» Stated problem
Print the stretch of lines from the start through the line containing "282, 152, 306, 189", word for word, with both ends included.

» Data supplied
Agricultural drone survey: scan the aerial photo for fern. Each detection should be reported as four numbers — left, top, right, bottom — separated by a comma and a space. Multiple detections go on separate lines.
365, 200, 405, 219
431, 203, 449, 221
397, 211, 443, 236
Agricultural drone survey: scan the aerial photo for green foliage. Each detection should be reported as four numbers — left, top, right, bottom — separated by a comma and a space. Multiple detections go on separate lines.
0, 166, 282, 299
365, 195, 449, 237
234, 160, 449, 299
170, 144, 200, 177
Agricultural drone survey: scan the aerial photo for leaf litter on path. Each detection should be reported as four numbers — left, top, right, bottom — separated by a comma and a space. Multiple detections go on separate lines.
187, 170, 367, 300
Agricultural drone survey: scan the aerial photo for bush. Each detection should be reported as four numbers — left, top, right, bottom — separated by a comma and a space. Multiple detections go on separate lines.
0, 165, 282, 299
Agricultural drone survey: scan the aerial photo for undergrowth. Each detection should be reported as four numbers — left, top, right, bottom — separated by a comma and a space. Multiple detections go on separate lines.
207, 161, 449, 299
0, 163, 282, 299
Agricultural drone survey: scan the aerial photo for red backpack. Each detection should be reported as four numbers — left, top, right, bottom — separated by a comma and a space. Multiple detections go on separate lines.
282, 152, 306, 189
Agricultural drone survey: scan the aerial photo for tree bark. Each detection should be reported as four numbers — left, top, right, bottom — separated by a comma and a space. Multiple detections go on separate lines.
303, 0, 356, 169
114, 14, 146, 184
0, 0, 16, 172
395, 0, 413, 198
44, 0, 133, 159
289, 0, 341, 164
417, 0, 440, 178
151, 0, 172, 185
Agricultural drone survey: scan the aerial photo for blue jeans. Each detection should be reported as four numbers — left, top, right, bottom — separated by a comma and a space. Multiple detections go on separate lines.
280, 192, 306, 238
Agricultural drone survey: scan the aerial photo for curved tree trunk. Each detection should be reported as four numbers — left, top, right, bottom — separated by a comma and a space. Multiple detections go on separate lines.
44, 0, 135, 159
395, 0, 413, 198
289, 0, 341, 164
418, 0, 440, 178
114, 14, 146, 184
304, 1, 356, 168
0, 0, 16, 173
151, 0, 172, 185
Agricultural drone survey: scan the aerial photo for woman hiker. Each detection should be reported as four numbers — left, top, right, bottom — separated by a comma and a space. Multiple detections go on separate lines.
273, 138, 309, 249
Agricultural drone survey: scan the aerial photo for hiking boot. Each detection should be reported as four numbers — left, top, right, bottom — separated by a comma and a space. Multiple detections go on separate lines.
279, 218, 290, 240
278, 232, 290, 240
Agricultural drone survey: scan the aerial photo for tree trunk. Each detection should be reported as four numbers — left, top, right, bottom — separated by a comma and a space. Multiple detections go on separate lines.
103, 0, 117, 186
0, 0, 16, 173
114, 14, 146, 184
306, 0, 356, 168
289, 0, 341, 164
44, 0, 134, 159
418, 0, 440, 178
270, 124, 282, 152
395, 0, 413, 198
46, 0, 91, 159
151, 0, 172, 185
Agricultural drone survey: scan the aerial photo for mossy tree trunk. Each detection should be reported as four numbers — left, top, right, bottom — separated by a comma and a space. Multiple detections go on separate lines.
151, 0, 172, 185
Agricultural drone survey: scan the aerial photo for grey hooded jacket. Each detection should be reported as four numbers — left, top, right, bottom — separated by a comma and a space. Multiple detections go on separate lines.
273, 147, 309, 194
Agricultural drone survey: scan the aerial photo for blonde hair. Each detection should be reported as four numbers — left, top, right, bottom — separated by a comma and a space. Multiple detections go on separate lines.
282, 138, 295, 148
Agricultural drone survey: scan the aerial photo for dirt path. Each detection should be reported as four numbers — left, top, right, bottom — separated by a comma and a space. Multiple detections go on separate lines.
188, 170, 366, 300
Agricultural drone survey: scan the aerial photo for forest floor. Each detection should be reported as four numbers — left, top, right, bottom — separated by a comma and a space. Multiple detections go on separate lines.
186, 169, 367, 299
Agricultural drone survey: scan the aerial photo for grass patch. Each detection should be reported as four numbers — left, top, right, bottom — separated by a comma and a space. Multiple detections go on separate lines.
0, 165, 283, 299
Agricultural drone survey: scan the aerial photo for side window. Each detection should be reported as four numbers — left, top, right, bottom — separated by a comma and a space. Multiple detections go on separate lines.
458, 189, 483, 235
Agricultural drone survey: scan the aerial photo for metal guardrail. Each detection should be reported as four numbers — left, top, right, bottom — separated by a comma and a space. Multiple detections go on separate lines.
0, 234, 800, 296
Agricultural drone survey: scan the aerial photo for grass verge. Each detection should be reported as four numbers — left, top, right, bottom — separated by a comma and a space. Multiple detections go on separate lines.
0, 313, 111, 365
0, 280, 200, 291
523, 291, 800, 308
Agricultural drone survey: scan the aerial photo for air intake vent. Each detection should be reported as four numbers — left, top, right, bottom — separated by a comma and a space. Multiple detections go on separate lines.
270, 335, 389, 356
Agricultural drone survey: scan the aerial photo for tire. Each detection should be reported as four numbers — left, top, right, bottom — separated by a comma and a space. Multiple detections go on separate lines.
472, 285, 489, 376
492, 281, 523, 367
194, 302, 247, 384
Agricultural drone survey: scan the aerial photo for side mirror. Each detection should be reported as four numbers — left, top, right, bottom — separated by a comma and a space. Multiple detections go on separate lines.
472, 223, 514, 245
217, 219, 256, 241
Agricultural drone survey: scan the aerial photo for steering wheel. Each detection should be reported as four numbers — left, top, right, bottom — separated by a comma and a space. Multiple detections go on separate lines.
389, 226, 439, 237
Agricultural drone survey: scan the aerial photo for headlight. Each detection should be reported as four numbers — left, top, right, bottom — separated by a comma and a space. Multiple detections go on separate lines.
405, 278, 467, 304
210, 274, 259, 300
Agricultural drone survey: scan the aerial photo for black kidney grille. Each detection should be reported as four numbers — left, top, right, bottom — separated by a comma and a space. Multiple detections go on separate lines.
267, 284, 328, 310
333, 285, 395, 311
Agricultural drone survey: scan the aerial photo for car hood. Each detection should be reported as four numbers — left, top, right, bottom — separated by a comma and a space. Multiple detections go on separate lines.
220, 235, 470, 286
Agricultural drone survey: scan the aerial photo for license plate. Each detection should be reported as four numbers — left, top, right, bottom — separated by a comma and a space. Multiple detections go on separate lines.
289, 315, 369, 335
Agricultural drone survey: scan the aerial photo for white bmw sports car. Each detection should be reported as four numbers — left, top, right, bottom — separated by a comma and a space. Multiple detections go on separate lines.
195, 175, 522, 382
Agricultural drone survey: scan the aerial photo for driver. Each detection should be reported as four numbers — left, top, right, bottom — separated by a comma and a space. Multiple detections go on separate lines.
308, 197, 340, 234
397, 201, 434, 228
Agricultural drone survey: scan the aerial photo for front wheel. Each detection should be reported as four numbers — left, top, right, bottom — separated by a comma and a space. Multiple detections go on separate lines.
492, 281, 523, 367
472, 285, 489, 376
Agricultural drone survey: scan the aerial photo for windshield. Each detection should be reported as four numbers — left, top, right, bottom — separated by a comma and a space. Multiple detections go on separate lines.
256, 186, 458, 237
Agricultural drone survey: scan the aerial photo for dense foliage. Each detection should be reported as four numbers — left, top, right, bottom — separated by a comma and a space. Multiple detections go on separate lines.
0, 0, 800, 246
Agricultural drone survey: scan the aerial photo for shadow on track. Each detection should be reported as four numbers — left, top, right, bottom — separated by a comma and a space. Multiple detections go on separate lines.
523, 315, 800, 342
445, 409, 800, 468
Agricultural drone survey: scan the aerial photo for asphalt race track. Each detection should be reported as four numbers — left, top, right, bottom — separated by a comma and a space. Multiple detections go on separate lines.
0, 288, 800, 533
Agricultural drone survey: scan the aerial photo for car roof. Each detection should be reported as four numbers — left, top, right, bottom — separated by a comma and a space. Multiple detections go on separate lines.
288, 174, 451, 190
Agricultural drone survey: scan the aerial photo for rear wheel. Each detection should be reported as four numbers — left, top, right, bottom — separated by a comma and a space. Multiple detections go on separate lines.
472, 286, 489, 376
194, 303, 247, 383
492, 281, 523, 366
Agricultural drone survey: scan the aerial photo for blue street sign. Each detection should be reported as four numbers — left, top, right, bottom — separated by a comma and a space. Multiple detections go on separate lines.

» Answer to this problem
Agricultural drone survey: scan the aerial photo for fern. Each detection should be reported as four numbers — left, top, right, bottom — separated by a comma and a space. Multiple detections go on separate lines.
365, 200, 405, 219
431, 203, 449, 221
397, 211, 443, 236
Agricultural drone survey: scan the aerial photo for green foliage. Each detection should be reported as four numbers — left, top, right, bottom — separated by a comma and a space. Multiple detections go on separate lines.
0, 166, 282, 299
365, 195, 449, 237
234, 160, 449, 299
170, 144, 200, 177
Agricultural drone survey: scan the aerial photo for leaf litter on path. Each detection should be reported as four numbers — left, top, right, bottom — separated by a comma and a space. Multiple detections go on separate lines.
187, 170, 367, 300
Agricultural drone survey: scan the aerial photo for bush. Each detection should be reported as four numbers — left, top, right, bottom — separated by a comma and a space. Multiple detections go on separate lines.
0, 165, 282, 299
Agricultural drone survey: scan the aerial photo for undergrowth. Each detection should be reported as four numbers — left, top, right, bottom — separated by a comma and a space. Multiple detections go on separate lines.
207, 161, 449, 299
0, 163, 282, 299
Agricultural drone survey: scan the aerial photo for red backpack. Each detection should be reported as four numbers — left, top, right, bottom — separated by a comma and a space. Multiple detections go on separate lines.
282, 152, 306, 189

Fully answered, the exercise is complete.